── Source text

Myrtle Witbooi was a South African labour activist. She currently serves as the General secretary of the South African Domestic Service and Allied Workers Union (SADSAWU). She also serves the first president of the International Domestic Workers Federation (IDWF), a membership-based global organization of household and domestic workers. Labor scholars have noted IDWF is the "first international labor federation run by women for work dominated by women." In January 2023, she lost her battle with cancer, dying after a valiant and brave fight with the disease.

Career 
In 1960s, Myrtle began her career as a young domestic worker in apartheid South Africa. With the help of a local journalist, she helped convene the first ever organisational meeting of domestic workers in Cape Town in 1965. As General Secterary of SADSAWU, she has fought for a national minimum wage increase and compensation for on-the-job injuries for domestic workers. In 2011, Myrtle helped lead the international coalition of domestic workers that secured passage of the International Labor Organization (ILO) Convention on Decent Work for Domestic Workers (C. 189). The Convention (No. 189) on domestic workers has become the first international labor standard to ensure domestic workers the same basic rights as other workers.  As part of SADSAWU, Myrtle played a central role in influencing the ILO Domestic Workers Convention C.189. The convention marked unprecedented involvement of informal women workers in the ILO standard-setting process.

────

According to the text about Myrtle Witbooi, in what year did she help convene the first organisational meeting of domestic workers in Cape Town?

── Provided material

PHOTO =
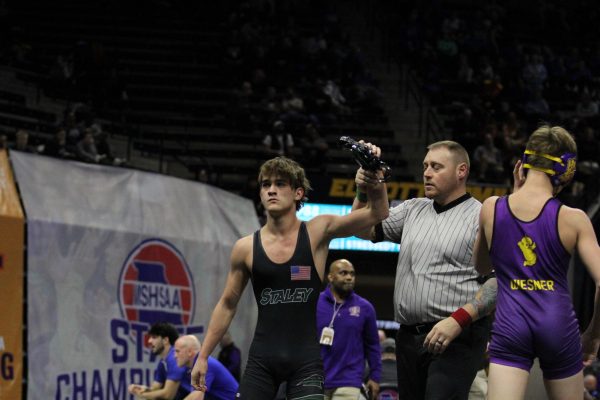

────

Answer area: 1965